* Task instructions
**A.** Answer these questions about the cougar sighting thread, one line each:
(i) Where were the golfers headed when they saw the cougar?
(ii) What does One Eye call the DNR's position that cougars are present but likely not self-sustaining?
(iii) According to Linda G., during which part of the year does "cougar sighting season" arrive?
**B.** Summarize the cougar sighting thread in two sentences.

* Text excerpt

════════

Gary Schroder is certain what he saw in Mecosta County was not a dog, a deer or any other animal. 

The 56-year-old Rockford man was driving Crawley and their two partners to the golf course last Sunday, He says he braked hard when they saw a cougar cross Pierce Road near 155th Avenue around 10:30 a.m. 

The animal disappeared in the brush, and the stunned golfers continued to the Tullymore Golf Club at Canadian Lakes. 

Schroder, who has backpacked in Glacier National Park and the Teton wilderness, said the sighting was remarkable. 

"I've had all these trips out West and just 40 miles from home I see a cougar," said Schroder, an assistant news editor at The Press. "I never expected it. 

"We told the guys in the pro shop, and they didn't believe us. Our golf scores were pretty bad, but I'd say it was from the shock of a cougar." 

2004 Grand Rapids Press. Used with permission


----------



## One Eye (Sep 10, 2000)

Thanks for the link Bob. Very informative. 

Now the DNR's position is that they always knew they were here, but they doubt the are self-sustaining?? Sounds like a CYA response to me.

Dan


----------



## Waterman (Jan 6, 2004)

Hey bob thanks for the article. I love the way the DNR reject alot of things that we know are true. Just like the TB deal, I have talked to my old Uncles, they say it is just a simple cycle. Mother nature knows what she is doing, man is the one to mess it up.
Thanks again.


----------



## Linda G. (Mar 28, 2002)

It MUST be cougar sighting season!!

Was just saying to a friend that other day that every year for the past 4-5 years, when the news slows down in the great outdoors in Michigan in late July/early August, suddenly it's cougar sighting season...every year, right about the same time...


----------



## Rudi's Dad (May 4, 2004)

════════

* Stored records

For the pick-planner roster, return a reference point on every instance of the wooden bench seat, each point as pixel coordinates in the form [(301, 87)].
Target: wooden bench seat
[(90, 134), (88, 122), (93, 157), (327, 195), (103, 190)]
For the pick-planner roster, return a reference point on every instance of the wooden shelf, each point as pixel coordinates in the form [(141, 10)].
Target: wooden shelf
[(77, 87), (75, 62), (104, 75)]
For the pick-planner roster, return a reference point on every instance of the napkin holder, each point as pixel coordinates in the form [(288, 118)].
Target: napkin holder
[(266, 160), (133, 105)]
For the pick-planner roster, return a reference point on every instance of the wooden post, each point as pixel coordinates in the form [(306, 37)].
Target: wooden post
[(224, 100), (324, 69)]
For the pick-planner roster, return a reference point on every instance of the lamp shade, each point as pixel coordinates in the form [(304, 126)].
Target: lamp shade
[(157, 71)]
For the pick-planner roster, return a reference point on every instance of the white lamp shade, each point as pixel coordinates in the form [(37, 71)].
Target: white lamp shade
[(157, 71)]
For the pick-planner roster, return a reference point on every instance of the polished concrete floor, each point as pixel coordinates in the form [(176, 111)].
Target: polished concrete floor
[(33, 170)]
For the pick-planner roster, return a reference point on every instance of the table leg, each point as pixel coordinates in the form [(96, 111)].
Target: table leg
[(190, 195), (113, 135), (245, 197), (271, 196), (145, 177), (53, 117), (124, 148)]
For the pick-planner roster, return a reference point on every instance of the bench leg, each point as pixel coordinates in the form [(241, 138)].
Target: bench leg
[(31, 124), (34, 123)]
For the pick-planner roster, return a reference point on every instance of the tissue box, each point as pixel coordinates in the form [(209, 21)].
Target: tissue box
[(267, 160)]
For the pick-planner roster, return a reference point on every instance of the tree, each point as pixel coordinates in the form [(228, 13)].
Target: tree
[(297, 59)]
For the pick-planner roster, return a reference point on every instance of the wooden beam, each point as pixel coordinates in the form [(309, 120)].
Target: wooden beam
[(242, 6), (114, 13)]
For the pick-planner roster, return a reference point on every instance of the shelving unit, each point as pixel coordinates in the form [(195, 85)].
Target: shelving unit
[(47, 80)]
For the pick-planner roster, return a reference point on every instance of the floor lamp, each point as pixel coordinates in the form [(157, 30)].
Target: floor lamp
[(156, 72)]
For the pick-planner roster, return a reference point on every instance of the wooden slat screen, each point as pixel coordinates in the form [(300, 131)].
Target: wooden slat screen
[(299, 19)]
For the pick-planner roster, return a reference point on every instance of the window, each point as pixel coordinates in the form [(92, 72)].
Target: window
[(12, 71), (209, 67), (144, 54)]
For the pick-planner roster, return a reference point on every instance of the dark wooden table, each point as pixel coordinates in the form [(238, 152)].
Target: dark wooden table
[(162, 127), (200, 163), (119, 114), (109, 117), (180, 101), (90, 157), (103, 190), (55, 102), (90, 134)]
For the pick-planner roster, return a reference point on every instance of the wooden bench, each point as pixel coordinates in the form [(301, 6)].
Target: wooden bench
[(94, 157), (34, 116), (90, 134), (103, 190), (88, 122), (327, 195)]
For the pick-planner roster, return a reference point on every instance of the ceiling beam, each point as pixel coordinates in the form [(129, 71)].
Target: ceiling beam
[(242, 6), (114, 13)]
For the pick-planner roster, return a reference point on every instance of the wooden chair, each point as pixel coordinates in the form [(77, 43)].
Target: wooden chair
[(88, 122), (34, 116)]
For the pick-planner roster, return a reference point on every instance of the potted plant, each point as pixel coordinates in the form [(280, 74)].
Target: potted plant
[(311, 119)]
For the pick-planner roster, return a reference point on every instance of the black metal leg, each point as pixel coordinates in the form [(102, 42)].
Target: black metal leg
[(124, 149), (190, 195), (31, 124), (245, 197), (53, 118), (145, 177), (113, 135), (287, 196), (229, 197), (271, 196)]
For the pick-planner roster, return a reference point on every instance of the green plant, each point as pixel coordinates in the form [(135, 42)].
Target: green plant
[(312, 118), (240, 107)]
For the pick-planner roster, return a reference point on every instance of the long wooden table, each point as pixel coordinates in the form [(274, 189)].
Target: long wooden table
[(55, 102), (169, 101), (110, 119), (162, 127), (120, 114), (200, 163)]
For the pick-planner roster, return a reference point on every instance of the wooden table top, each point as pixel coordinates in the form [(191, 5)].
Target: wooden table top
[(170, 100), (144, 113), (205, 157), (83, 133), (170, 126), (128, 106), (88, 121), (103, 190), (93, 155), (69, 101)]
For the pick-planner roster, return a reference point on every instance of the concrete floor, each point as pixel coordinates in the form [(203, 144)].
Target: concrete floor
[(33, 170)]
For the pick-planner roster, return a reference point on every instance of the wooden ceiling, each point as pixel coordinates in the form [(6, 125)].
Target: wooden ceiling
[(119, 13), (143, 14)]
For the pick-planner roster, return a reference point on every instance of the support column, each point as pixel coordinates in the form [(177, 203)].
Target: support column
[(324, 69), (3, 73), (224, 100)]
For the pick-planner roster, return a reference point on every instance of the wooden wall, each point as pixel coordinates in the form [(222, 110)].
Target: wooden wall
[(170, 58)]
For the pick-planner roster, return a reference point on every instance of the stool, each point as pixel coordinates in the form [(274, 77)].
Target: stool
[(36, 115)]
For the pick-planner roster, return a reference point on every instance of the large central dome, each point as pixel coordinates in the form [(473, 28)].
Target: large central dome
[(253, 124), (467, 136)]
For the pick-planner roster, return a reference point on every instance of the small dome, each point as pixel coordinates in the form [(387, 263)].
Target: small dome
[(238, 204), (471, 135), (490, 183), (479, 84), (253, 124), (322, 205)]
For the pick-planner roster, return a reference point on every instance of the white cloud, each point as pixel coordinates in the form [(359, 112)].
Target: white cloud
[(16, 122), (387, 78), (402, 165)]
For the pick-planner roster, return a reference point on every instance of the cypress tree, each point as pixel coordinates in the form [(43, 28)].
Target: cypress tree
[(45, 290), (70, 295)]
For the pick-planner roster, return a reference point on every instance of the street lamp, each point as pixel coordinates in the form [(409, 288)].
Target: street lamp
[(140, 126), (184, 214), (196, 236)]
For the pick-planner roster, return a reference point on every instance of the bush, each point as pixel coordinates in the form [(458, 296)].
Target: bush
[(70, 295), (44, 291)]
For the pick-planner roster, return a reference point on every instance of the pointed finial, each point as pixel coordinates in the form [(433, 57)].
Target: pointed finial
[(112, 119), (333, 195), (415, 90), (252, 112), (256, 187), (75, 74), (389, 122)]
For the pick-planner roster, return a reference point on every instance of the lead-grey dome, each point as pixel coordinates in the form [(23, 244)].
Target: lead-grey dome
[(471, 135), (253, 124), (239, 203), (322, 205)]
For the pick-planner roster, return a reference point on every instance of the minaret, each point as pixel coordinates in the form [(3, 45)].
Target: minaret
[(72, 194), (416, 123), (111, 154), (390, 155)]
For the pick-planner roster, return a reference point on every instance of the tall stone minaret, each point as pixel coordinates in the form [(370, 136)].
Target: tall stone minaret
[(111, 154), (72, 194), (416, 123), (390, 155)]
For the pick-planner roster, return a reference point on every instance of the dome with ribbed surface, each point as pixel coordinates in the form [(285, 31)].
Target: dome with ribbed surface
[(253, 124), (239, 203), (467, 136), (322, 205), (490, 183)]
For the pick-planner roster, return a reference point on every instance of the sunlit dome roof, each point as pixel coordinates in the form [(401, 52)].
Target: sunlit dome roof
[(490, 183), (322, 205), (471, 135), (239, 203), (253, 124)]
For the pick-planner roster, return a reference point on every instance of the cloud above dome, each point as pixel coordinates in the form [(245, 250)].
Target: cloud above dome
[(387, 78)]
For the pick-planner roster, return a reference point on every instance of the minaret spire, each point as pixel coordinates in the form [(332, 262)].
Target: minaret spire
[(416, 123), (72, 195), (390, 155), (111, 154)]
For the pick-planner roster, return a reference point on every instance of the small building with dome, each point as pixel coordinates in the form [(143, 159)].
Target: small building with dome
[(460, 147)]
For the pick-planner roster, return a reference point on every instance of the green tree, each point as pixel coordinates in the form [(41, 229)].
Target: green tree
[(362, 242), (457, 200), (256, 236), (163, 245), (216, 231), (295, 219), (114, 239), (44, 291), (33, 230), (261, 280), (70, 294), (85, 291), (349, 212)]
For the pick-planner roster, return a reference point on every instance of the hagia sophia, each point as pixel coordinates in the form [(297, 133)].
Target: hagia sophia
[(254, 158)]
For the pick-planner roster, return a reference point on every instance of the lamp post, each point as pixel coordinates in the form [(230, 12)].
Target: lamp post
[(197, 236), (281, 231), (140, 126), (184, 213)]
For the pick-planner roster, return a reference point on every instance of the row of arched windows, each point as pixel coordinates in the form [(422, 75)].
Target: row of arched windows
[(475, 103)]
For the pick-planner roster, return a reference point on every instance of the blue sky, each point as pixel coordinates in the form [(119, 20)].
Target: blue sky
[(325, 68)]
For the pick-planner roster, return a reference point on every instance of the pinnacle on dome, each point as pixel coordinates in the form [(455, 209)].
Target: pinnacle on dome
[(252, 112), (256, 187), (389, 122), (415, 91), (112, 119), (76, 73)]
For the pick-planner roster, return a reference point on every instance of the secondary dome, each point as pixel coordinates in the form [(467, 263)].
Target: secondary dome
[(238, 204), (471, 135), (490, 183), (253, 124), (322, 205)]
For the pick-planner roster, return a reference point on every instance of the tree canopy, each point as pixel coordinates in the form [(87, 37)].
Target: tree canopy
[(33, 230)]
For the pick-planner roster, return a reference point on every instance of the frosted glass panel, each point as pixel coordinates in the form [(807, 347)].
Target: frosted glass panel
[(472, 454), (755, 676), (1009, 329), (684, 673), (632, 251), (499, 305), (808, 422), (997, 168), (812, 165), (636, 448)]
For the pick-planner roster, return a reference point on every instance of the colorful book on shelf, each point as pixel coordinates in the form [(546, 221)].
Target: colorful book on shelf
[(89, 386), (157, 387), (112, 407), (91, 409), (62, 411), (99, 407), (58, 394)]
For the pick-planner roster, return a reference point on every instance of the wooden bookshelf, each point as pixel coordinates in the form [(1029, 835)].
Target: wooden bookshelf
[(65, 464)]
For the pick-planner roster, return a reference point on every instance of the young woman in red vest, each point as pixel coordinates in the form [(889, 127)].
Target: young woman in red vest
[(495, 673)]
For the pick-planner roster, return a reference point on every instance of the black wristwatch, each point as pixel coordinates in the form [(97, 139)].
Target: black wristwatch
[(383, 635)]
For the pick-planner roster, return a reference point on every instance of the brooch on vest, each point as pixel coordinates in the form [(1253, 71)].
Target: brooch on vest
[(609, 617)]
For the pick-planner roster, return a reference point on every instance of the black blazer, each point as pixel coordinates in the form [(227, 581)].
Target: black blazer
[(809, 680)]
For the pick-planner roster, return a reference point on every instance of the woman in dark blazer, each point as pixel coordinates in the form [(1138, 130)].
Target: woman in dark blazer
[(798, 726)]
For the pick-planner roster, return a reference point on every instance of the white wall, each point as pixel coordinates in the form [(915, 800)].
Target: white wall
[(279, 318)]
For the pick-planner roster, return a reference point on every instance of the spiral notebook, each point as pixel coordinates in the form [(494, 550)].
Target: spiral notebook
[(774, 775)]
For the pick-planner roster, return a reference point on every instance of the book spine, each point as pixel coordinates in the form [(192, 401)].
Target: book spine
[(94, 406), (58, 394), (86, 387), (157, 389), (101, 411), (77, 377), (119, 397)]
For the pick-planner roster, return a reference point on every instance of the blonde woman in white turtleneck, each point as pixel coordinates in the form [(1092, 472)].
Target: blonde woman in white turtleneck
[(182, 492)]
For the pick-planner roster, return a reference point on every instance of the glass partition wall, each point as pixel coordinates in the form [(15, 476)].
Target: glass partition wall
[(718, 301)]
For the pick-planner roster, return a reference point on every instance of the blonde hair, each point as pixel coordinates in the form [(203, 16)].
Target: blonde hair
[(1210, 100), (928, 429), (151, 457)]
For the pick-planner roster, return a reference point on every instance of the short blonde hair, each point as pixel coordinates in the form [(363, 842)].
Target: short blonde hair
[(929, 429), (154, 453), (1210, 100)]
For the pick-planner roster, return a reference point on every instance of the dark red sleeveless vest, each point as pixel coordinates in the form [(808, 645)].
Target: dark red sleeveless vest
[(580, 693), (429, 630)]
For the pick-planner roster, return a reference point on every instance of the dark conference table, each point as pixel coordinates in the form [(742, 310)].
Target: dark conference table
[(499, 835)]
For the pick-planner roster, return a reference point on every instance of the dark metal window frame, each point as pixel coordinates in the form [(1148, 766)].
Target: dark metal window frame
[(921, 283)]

════════

* Worked solutions
**A.**
(i) The Tullymore Golf Club at Canadian Lakes.
(ii) A CYA response.
(iii) Late July and early August.

**B.** Gary Schroder, a Rockford man, says he and his golf partners saw a cougar cross Pierce Road in Mecosta County on their way to the Tullymore Golf Club, and the pro shop staff didn't believe them. Forum replies thank Bob for the article and criticize the DNR's stance on cougars, and one poster notes that sightings seem to appear every year in late July or early August, when outdoor news slows down.